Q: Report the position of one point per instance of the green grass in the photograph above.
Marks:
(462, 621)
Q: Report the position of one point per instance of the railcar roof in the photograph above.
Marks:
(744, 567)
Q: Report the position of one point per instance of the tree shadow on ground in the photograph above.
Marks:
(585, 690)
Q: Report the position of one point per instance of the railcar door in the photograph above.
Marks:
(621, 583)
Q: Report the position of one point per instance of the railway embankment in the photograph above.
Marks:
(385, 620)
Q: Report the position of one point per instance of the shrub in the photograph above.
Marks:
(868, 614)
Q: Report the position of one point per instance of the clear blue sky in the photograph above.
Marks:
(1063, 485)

> _Your instructions_
Set down every line of the data above again, word for word and unchanged.

> _Result of the exercise_
Q: Report the position of one point per instance of the green grass in the photograph above.
Marks:
(462, 621)
Q: Report the position of one point per instance of the railcar roof in the photograph above.
Marks:
(744, 567)
Q: Report the position of one point per instance of the tree shadow on ground in the photograph above.
Marks:
(585, 690)
Q: Report the position of one point per instance of the railcar door in the photograph above.
Marks:
(621, 583)
Q: Report the position of one point per instance of the railway embankment in the photograph above.
Marks:
(385, 620)
Q: Report the position of one point per instance of the shrub in the photograph above.
Marks:
(868, 614)
Q: Report the position of one point per instance of the clear blue sky in the photograph above.
Marks:
(1063, 485)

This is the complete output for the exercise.